### PROBLEM TO SOLVE
Report each line in the items below that contains the word "white", copying every such line in full. Matching is case-sensitive.
↓
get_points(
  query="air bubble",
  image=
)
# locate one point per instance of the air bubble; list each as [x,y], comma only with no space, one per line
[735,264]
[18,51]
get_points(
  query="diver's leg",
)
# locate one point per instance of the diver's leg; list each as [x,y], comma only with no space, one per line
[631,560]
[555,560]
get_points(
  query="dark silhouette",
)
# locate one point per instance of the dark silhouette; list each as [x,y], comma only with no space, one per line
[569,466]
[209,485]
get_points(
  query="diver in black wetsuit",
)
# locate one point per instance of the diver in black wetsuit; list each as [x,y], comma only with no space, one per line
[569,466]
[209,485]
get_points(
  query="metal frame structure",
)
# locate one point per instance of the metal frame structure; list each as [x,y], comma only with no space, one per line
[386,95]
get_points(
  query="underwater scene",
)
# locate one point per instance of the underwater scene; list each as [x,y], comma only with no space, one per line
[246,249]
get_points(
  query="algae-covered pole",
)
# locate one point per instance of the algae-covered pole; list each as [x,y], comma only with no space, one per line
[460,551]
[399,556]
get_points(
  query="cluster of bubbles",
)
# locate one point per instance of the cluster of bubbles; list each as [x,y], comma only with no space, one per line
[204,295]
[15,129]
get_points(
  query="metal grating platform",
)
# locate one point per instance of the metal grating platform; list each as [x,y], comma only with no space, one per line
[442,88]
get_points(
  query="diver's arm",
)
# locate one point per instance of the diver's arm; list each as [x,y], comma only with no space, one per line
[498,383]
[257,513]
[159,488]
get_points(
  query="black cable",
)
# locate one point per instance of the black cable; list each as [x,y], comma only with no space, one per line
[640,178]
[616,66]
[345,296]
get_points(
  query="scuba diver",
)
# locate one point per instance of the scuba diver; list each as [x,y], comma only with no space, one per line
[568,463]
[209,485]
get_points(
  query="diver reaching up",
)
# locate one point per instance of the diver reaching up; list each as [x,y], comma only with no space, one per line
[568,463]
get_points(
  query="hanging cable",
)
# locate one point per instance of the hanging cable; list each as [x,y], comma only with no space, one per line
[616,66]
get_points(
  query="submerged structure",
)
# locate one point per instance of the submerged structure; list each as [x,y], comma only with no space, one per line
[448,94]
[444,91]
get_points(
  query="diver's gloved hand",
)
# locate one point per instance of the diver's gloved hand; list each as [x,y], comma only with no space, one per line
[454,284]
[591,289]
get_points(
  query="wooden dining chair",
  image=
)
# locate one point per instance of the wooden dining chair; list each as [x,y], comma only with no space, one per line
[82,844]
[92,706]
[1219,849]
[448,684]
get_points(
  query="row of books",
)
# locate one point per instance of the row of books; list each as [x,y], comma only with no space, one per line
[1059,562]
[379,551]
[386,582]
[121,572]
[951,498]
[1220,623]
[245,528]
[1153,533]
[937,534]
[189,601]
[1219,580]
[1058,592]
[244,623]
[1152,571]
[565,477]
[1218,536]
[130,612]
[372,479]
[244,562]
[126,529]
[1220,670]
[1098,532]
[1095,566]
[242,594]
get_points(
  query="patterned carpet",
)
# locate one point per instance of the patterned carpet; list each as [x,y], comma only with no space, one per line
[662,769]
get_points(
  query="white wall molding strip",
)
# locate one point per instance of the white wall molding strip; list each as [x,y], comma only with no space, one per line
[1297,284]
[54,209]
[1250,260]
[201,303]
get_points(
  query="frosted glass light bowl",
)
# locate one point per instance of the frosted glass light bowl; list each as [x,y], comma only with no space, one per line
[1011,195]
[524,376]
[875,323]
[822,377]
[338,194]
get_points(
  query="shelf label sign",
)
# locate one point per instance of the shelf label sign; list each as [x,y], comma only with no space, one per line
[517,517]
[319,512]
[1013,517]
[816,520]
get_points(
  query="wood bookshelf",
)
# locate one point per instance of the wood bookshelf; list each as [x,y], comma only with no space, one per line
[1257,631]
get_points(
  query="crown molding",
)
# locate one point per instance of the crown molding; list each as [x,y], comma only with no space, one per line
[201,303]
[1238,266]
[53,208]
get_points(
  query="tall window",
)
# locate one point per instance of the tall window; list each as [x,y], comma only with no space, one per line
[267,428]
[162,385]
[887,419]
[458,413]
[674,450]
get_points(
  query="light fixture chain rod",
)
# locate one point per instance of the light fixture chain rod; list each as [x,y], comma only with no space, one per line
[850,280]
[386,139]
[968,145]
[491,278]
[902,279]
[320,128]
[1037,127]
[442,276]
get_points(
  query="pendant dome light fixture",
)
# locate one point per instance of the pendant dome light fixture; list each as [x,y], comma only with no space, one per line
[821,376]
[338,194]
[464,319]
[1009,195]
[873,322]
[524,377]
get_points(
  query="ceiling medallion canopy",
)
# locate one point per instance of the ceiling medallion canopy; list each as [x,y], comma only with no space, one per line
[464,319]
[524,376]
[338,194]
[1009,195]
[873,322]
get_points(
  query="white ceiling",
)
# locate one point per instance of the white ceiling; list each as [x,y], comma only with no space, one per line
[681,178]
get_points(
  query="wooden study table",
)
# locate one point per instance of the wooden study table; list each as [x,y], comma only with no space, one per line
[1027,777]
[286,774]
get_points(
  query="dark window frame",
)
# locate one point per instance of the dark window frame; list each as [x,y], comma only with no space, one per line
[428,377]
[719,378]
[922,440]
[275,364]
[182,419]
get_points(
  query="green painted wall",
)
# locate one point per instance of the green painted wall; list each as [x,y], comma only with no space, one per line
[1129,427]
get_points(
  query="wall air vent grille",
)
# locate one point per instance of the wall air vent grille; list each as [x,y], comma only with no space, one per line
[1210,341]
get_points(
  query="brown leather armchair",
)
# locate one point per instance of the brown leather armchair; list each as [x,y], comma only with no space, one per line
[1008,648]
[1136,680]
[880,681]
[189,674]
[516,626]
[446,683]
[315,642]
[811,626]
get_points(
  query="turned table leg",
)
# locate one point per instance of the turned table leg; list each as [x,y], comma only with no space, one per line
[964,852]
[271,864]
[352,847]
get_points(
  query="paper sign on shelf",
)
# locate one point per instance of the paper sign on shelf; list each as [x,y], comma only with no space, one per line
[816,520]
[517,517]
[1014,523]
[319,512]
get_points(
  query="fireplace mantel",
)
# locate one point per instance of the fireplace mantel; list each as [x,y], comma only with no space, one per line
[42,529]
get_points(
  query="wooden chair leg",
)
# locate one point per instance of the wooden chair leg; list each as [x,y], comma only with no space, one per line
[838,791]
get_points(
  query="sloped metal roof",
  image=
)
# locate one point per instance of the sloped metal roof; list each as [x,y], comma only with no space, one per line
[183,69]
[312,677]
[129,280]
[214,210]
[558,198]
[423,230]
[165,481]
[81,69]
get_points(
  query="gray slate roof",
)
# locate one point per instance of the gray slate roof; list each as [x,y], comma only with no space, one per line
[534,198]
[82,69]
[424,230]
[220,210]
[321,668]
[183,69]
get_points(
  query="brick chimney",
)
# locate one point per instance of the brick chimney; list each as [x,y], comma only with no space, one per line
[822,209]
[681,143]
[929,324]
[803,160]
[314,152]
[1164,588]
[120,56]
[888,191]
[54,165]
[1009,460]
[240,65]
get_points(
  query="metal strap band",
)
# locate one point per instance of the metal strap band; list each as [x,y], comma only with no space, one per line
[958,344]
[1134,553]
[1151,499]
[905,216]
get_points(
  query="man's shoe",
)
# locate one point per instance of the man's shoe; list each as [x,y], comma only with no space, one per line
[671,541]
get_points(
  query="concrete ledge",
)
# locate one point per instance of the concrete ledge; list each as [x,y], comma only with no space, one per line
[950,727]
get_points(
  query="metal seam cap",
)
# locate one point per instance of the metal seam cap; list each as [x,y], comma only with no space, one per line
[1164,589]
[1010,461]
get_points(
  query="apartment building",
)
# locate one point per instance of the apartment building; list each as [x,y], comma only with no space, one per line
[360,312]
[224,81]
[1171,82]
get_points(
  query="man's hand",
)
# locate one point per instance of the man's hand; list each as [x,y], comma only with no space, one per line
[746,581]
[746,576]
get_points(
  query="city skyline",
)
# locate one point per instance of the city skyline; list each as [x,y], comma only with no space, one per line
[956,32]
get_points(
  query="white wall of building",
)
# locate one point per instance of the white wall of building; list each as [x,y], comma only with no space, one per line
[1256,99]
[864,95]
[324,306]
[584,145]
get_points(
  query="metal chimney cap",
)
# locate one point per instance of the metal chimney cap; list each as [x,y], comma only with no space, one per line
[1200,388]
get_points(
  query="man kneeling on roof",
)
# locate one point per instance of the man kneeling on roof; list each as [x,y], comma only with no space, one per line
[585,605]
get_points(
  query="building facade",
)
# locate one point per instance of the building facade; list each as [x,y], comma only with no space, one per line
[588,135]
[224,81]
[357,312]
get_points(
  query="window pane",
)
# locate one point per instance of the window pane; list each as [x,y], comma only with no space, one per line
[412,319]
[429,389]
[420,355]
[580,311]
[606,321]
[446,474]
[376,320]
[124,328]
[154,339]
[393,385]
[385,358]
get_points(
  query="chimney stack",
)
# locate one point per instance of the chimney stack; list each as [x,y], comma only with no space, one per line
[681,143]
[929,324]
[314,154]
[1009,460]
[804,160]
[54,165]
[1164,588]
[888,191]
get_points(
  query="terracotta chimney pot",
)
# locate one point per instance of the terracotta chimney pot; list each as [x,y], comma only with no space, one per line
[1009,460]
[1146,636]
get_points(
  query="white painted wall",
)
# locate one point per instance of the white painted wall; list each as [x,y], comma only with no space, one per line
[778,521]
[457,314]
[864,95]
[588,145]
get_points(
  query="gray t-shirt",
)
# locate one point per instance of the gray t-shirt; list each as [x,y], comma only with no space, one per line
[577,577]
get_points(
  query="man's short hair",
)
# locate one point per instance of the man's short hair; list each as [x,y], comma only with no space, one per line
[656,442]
↑
### THE RESULT
  query="white wall molding strip",
# locate one point per instance of the white wall molding strip; list each as [x,y], comma only with no space, one per line
  query="white ceiling",
# locate one point per instance of the white ceiling; list each as [x,y], comma only with no space, one per line
  query="white wall of building",
# locate one point per instance of the white wall of building; list each as [x,y], comma only with no space, one per line
  query="white painted wall",
# locate one point per instance of the white painted wall; list each as [x,y], comma only with no space, one per line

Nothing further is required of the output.